_SOURCE TEXT_
::::
After Harland and Wolff’s internal investigation, Pirrie and Ismay had decided on their own to retrofit Olympic with a double hull, build Britannic with a double hull, and redesign the expansion joints and other weak points in the ships. There was no law that required them to do that. Titanic had perfectly conformed to the regulations of the British Board of Trade.
“What about the Board of Trade inquiry?” Long asked.
“It was a whitewash to reassure the world that British ships were safe,” McCluskie said. “Harland and Wolff didn’t want people to think their ships were substandard, which they certainly weren’t, according to the law. But it would be easy for people to think that they were if Harland and Wolff had revealed everything they knew.”
After McCluskie’s confirmation of Long’s theory about the sinking, and his allegation that Harland and Wolff had covered up the probability that Titanic was a weak ship, Chatterton and Kohler could think about little else but returning to the wreck. A week after the Woods Hole revelations, their hopes were dashed when the Russian government recalled Keldysh and the Mirs, canceling all Titanic charters for the foreseeable future.
Chatterton and Kohler had lost their return to Titanic, but they could still get to Britannic, which lay off the coast of Greece in 400 feet of water and was reachable by scuba. If Pirrie and Ismay had pushed the envelope of strength too far when they’d built Olympic and Titanic, the changes they’d made to Britannic would reveal what they thought was wrong with the first two sisters.
Sixteen
BRITANNIC
The night Titanic sank, the first of Britannic’s frames was rising from its keel on the slipway at Harland and Wolff. After two months of mourning and indecision, Pirrie and Ismay agreed to complete the hull but to wai
t to outfit the ship until there was a chance that passengers would have forgotten enough about Titanic to buy tickets on its sister. Britannic went into the river Lagan with no fanfare in February 1914, after which it lay derelict at the dock for more than a year. When the war began, Pirrie finished it with money from the Admiralty. His Majesty’s Hospital Ship Britannic left Belfast painted bright white with three giant red crosses on each side.
::::
_INFORMATION GIVEN_
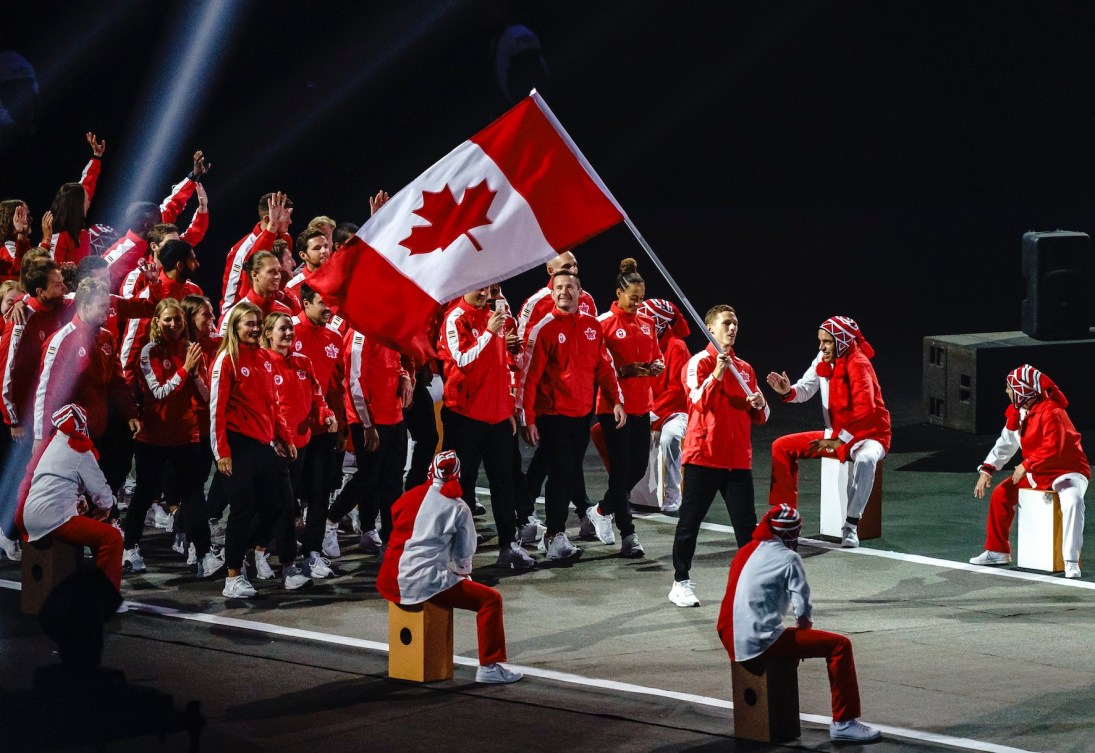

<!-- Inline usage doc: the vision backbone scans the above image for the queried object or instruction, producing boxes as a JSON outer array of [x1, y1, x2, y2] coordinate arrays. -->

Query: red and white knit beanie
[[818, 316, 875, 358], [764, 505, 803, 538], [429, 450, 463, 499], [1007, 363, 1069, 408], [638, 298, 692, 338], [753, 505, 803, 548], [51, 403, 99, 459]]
::::
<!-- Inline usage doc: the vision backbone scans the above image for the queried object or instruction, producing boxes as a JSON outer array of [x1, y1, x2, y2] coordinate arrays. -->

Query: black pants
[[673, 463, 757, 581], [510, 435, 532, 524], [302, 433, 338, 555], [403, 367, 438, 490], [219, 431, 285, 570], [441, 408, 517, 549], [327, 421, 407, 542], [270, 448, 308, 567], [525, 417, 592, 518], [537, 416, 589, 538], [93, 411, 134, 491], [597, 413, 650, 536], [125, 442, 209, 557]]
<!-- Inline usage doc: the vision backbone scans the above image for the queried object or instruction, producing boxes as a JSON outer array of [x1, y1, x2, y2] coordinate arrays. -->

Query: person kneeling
::::
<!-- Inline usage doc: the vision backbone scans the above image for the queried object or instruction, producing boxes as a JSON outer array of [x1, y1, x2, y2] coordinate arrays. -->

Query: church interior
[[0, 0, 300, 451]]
::::
_YOUR OBJECTIVE_
Continue the passage about Titanic and its sister ship Britannic from its last sentence. The rows are not needed here.

_ANSWER TO THIS EXERCISE_
At dawn on November 21, 1916, Britannic was steaming south of Athens on its way to pick up British wounded in Turkey when it struck a mine that had been laid across its path by a German submarine. The explosion blew a hole in the starboard side a hundred feet from the bow. Britannic’s captain steered at full speed toward the island of Kéa, six miles away, reckoning that his best chance was beaching the ship. The decision to beach a crippled ship is instinctive to a seasoned mariner in sight of land, but it was a mistake. Britannic flooded much more quickly as it plowed ahead than it would have had it stopped dead immediately. Thirty minutes after the mine exploded, the foredeck was underwater. Kéa was still two and a half miles away.
The captain ordered the lifeboats launched to evacuate the 1,067 crew members and medical staff. Where Britannic stopped, the channel was only 400 feet deep, so the bow of the 882-foot liner hit the bottom while more than half of the ship was above the surface. Britannic’s three gigantic propellers were still revolving, creating a vortex that sucked in the fleeing lifeboats as soon as they were lowered to the sea. The deadly situation was immediately obvious to the experienced sailors in command of the boats, who ordered the doctors, nurses, and orderlies to jump for their lives. Most obeyed and were able to paddle away from the crackling, thundering mass of the sinking ship. Thirty men and women died under the propellers when their boats were smashed to matchsticks. The Aegean in November is warm. Greek fishermen and passing warships rescued 1,037 men and women who had survived the ordeal of abandoning ship into the lifeboats, and then abandoning their lifeboats for the open sea.